=== Data to process ===

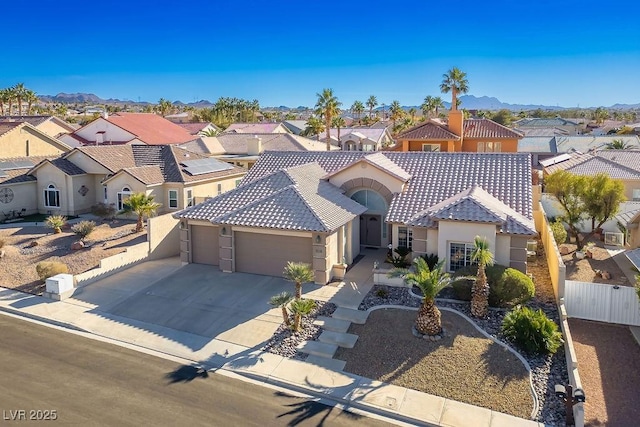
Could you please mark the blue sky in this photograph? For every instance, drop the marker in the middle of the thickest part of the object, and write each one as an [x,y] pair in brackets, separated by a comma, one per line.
[567,53]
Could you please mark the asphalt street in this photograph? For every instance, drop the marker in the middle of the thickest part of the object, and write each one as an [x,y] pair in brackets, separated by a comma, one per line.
[48,373]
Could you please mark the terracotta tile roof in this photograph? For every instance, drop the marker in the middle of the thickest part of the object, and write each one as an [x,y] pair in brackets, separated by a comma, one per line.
[151,128]
[485,128]
[434,176]
[429,131]
[292,199]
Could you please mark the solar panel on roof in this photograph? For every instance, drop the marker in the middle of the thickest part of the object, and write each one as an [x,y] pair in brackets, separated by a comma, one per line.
[202,166]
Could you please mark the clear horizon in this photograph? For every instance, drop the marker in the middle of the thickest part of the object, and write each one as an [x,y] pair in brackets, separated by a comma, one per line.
[573,54]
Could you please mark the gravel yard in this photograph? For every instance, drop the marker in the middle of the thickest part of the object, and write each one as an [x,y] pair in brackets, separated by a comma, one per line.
[464,366]
[18,267]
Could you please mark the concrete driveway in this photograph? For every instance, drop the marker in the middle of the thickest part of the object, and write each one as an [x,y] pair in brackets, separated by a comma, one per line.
[195,298]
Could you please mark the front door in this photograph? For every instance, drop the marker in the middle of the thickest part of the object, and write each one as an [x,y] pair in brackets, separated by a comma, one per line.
[370,230]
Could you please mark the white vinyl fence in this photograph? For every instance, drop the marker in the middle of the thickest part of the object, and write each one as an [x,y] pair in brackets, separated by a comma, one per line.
[601,302]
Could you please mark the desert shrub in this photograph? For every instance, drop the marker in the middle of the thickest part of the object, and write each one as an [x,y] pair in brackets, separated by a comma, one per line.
[104,210]
[83,228]
[532,331]
[46,269]
[559,232]
[431,260]
[513,287]
[56,222]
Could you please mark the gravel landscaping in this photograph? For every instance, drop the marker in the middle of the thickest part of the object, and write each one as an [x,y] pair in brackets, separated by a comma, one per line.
[284,341]
[464,365]
[17,268]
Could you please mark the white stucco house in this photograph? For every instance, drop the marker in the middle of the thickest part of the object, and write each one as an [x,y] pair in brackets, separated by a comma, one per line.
[323,207]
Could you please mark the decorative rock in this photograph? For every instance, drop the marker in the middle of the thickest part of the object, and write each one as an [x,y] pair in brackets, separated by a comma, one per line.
[77,245]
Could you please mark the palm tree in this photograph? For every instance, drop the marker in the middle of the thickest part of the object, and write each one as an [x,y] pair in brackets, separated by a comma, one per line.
[430,282]
[454,81]
[315,126]
[372,103]
[618,144]
[480,291]
[282,300]
[301,307]
[327,107]
[338,122]
[299,273]
[31,98]
[357,108]
[142,205]
[19,93]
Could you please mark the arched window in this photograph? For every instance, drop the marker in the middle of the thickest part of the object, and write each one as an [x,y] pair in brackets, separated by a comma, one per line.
[51,197]
[123,195]
[372,200]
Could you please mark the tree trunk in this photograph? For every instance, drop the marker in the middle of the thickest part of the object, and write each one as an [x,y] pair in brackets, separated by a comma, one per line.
[429,319]
[480,298]
[285,316]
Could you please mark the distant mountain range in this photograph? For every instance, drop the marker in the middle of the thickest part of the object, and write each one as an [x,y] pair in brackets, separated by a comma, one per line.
[469,102]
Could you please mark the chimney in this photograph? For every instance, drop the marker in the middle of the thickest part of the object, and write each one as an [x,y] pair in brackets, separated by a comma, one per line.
[254,146]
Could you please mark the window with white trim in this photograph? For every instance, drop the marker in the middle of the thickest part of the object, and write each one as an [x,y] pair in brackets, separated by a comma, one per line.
[51,197]
[173,199]
[189,198]
[123,195]
[405,237]
[430,147]
[459,255]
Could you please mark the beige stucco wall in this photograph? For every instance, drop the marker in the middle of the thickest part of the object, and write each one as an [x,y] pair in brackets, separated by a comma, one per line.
[23,141]
[454,231]
[163,235]
[24,197]
[360,170]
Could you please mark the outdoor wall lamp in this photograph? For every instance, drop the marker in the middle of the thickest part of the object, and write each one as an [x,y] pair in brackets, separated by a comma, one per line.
[570,398]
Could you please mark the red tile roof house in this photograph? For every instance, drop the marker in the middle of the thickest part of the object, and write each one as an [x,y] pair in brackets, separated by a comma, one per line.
[72,183]
[129,128]
[322,207]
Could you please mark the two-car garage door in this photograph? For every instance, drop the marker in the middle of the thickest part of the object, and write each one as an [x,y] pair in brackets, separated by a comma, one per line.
[268,253]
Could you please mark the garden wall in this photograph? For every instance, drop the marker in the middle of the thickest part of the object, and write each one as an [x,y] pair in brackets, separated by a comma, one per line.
[110,265]
[557,269]
[163,235]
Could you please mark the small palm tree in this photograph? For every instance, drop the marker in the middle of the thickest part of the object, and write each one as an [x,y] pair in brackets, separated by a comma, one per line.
[282,300]
[299,273]
[480,291]
[301,307]
[142,205]
[430,282]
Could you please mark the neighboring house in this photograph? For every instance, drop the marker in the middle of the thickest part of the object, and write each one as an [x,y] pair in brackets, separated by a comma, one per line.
[322,207]
[200,128]
[51,125]
[73,182]
[471,135]
[257,128]
[129,128]
[243,149]
[556,124]
[21,139]
[542,148]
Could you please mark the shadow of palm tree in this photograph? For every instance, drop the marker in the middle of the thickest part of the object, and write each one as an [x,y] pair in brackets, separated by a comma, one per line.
[306,409]
[186,373]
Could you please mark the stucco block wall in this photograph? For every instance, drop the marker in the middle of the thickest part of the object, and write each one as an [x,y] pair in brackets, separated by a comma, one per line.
[163,235]
[22,142]
[24,197]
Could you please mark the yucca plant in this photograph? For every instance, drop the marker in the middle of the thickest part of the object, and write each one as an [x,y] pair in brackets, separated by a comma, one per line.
[301,307]
[56,222]
[282,300]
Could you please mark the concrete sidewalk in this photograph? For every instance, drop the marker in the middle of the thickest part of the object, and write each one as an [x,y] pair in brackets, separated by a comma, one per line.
[344,388]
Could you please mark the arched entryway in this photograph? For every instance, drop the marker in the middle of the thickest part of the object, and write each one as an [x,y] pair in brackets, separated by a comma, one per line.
[373,230]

===

_Exercise brief_
Every record gets retyped exactly; no picture goes into the copy.

_Result_
Could you please mark the blue sky in this photograph? For every instance, drop the marker in the middle of the thickest part of the object, and write each one as an [x,y] pair in brackets, separated by a comma, one per line.
[567,53]
Could you please mark the asphalt street in this photograph? For every instance, drop the marker in the middle of the thickest part of the object, and write each one as an [x,y] pair in brackets, separated by a comma, one per line.
[48,373]
Could you please mark the terracotta tile roof in this photograph? For every instance, drop the marker in the middle of the thickest part of the object, and write each one as an [x,y] pair in brackets, separated by a comma, one per line.
[151,128]
[485,128]
[434,176]
[429,131]
[292,199]
Could you please mark the solar panel on roof in this photograph? For every instance, drop the marker in the middle of the thickest part of the object, and write each one as an [x,y] pair in brackets, separated by a comma, one per line.
[202,166]
Could you please mark the clear horizon in this photograph? For every instance, drop the marker in the middle of the thickest part of the object, and write each one as an [x,y] pair in brackets, separated by a comma, one per line.
[573,54]
Could you please mark the gravel yard in this photograph? For every instance, drop the marker in the middle of the thickest part of the object, and write each one as an [x,y] pair in brackets, separated by a comma, one per line.
[464,366]
[18,267]
Could you please mark the concrete driveway in this photograph? For every instance, drop the marker in the middle of the thickest part of the object, and write each one as an [x,y] pair in brackets, separated by a comma, one per line.
[195,298]
Could you please mark the front door in this photograph? For every instance, drop the marker in the middle of the thickest part of the object, and write each one as an [x,y] pair in brackets, separated by a comma, one per line.
[370,230]
Could you please mark the white vinyl fence in this photograph? For every instance, drop the marker in the middle of the thickest part of the object, and write each one as an [x,y] pair in brackets, separated by a comma, one per line.
[601,302]
Could you please mark the desert shrub in this photograph? For every instance, drop the marker in the middle of the thickest part of the object, and write each one as an [x,y] pair in brackets, separated by a comma, one per line.
[104,210]
[83,228]
[532,331]
[46,269]
[559,232]
[431,260]
[513,287]
[56,222]
Could you please mark the gravel landscaping in this photograph? For every instance, drop the marker in the middle of the thickest part of the object, and write each one as an [x,y] pair in brackets, separated by a comma, one per line.
[284,341]
[464,365]
[17,268]
Could you please mark the white stucco house in this photograph? For every instance, drop the marker in the middle of the thickest part of the object, and write each one as an [x,y] pair in brackets, separated by a comma, one per line.
[323,207]
Could you please mark the decorative rock in this photograph? For every instance, drop the marker in the middle of the thickest part of the object, and write each one as an [x,y] pair in brackets, separated by a comma, one per line.
[77,245]
Could you please mark the palm tree in this photograph? For every instance, drop the marker in the middle of the thickest part of the object, and write each one as an [x,y] pair in brackets, separated by a comma, one per line.
[430,282]
[454,81]
[315,126]
[372,103]
[618,144]
[480,291]
[282,300]
[301,307]
[327,107]
[338,122]
[299,273]
[31,98]
[357,108]
[142,205]
[19,93]
Could you please mark the arched window in this photograph? For every instance, drop the marker in the middle of the thickest part of the object, and write each one as an [x,y] pair in brackets, separated by a comma, one per line.
[51,197]
[123,195]
[372,200]
Could you please mark the tree trunk in this photograph? For every instance, drop the marker in the middle of the thickest part of the object, and write each one as an [x,y] pair in brackets, separated by a comma, one per line.
[429,319]
[480,298]
[285,316]
Could you please mark the distant mountain range in this photograph? For every instance, drop the marker in the middle of the thickest part of the object, and write each one as an [x,y] pair in brackets, separated by a comma, one per line.
[469,102]
Could you please mark the chimney in this photograph? For every instance, drop the marker in the middle of the thickest part of the object, and write each one as an [x,y] pair in brackets, separated by a comma, one per line.
[254,146]
Could you please mark the window with white trim in this photograph? For every instance, drop the marker in the middle of the thickest part of the object, and write each one as an [x,y] pair in brackets, separated by a comma, one per line.
[51,197]
[173,199]
[189,198]
[123,195]
[405,237]
[430,147]
[459,255]
Could you please mark the beige stucco wall in this photograph? For every instance, drop the marker in the middle of the thickest part of the object, and write each one as an [x,y] pair in brackets, separated by a comma, one per line.
[23,141]
[454,231]
[163,235]
[24,197]
[360,170]
Could you please mark the outdoor wall lamp in this photograph? For every instance, drop the marker in the middle of the thickest part of the object, and write each one as an [x,y] pair in brackets, separated by a comma, one per line.
[570,398]
Could you please mark the red tile roof house in this photograph? For every instance, drop the marker in the middle of the thickest part of the object, and write each one as an [x,y] pair in brackets, separated by a comma, one per line.
[72,183]
[129,128]
[322,207]
Could you please mark the two-car garage door in this photograph? For every instance, drop the marker in the middle of the thickest part of the object, and write each one as an [x,y] pair in brackets, separated by a comma, one per line.
[268,253]
Could you please mark the garden wall in this photograph? For every instance, drop the marker in the middle of the thickest part of the object, and write each one as an [x,y] pair in brackets, separated by a comma, one per line.
[110,265]
[557,269]
[163,235]
Could you please mark the small palm tree in this photograph? For every instance, drop the marker in the middle of the thickest part of the object, and write each one as an [x,y] pair in brackets, separated by a comma, one per line.
[282,300]
[299,273]
[480,291]
[301,307]
[142,205]
[430,282]
Could you please mark the neighboring house in this photograph? For every instance, drop the marker in the middle of the thickest part of the object, and write each one as an [x,y] pair in brackets, separated by a comma, one per line.
[322,207]
[200,128]
[51,125]
[73,182]
[471,135]
[257,128]
[129,128]
[243,149]
[556,124]
[21,139]
[542,148]
Could you please mark the shadow of palm tree in this photograph? For every instance, drop the marker in the middle of the thickest part of the object, and write each one as an [x,y] pair in brackets, separated by a comma, one per line.
[306,409]
[186,373]
Could you please mark the stucco block wall in this photograph? For every instance, drop the marker in the middle of the thickest part of the object, and write each one as an [x,y] pair in brackets, separated by a comma, one per line.
[163,235]
[22,142]
[24,197]
Could you please mark the yucca plant in this photograph? For every instance, drop the marker in the middle of the thickest part of the object, and write each one as an [x,y] pair in brackets, separated by a comma, one per line.
[301,307]
[56,222]
[282,300]
Could you please mark the concrete sidewalk in this photograph? For every instance, drop the marker in the middle of the thickest part of the object, and write each one as an [x,y] pair in brackets, separated by a comma, one per line.
[344,388]
Could you please mark the arched entryway in this photograph? For every instance, drop the marker in the middle of the thickest part of the object, and write each one as an [x,y] pair in brackets, separated by a comma, one per line.
[373,230]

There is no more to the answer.